__WHAT THE TASK REQUIRES__:
Send back the entries below exactly as they appear.
=== Section Start ===
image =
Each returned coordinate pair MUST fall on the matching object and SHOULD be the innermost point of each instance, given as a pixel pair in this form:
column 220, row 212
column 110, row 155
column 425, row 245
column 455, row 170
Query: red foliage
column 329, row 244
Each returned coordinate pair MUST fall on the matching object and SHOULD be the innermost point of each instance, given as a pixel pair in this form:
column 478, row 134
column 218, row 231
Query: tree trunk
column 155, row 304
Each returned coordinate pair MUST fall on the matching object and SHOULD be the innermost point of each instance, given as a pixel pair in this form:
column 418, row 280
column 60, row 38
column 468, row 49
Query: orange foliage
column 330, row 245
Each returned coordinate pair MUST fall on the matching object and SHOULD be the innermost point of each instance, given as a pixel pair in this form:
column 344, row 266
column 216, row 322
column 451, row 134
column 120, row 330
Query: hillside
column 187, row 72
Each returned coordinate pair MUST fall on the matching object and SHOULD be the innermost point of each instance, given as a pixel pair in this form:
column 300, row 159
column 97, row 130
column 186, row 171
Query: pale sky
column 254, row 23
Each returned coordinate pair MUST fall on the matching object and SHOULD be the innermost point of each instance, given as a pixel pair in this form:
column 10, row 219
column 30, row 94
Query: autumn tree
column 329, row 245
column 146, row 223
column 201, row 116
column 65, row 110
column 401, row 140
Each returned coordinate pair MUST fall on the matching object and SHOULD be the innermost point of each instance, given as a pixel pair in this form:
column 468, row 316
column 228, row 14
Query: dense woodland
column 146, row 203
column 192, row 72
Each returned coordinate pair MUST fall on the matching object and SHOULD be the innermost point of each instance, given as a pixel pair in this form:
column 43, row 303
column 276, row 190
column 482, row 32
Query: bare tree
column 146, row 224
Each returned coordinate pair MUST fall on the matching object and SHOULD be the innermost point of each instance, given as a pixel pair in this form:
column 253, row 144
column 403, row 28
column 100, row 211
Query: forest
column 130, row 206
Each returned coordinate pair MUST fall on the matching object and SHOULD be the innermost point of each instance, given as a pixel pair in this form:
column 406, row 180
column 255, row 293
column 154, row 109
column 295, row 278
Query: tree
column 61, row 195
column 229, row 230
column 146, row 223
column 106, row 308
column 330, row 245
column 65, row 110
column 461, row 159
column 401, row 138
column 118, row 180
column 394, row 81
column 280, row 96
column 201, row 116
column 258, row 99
=== Section End ===
__RESPONSE AREA__:
image =
Each returned coordinate pair MUST fall on the matching object and SHOULD be the innermost point of each instance, given as a pixel pair in this form:
column 220, row 212
column 110, row 155
column 425, row 245
column 455, row 170
Query: red foliage
column 329, row 244
Each returned coordinate pair MUST fall on the matching object and SHOULD be the innermost point of each instance, given as a pixel pair in this form:
column 478, row 134
column 218, row 231
Query: tree trunk
column 155, row 304
Each returned coordinate pair MUST fall on the matching object and SHOULD be the innermost point of each instance, given as a pixel pair in this form:
column 418, row 280
column 60, row 38
column 468, row 49
Query: orange foliage
column 330, row 245
Each returned coordinate pair MUST fall on the matching object and SHOULD be the innermost point of each instance, given as a pixel pair in this form:
column 344, row 266
column 216, row 322
column 451, row 134
column 120, row 330
Query: hillside
column 187, row 72
Each returned coordinate pair MUST fall on the matching object and SHOULD be the innermost point of each instance, given as a pixel pair in this form:
column 300, row 159
column 97, row 130
column 186, row 171
Query: pale sky
column 254, row 23
Each returned coordinate pair MUST fall on the matching object and SHOULD be the innermost point of each instance, given as a pixel pair in this form:
column 10, row 219
column 30, row 94
Query: autumn tree
column 329, row 245
column 146, row 223
column 201, row 116
column 65, row 110
column 401, row 140
Each returned coordinate pair MUST fall on the matching object and SHOULD be the innermost point of each instance, given as a pixel pair in this form:
column 468, row 316
column 228, row 14
Query: dense woodland
column 146, row 203
column 192, row 72
Each returned coordinate pair MUST fall on the matching object and SHOULD be the innermost point of each instance, given as a pixel pair in this form:
column 43, row 303
column 276, row 190
column 482, row 32
Query: bare tree
column 146, row 224
Each returned coordinate pair MUST fall on the matching object and SHOULD be the innermost point of each instance, given as a pixel pair in this form:
column 253, row 144
column 403, row 28
column 100, row 211
Query: forest
column 130, row 206
Each returned coordinate pair MUST fall on the matching object and SHOULD be the innermost point of each instance, given as a pixel pair in this form:
column 406, row 180
column 255, row 293
column 154, row 109
column 295, row 278
Query: tree
column 61, row 195
column 229, row 230
column 146, row 223
column 106, row 308
column 330, row 245
column 65, row 110
column 461, row 159
column 401, row 138
column 118, row 180
column 394, row 81
column 280, row 96
column 201, row 116
column 258, row 99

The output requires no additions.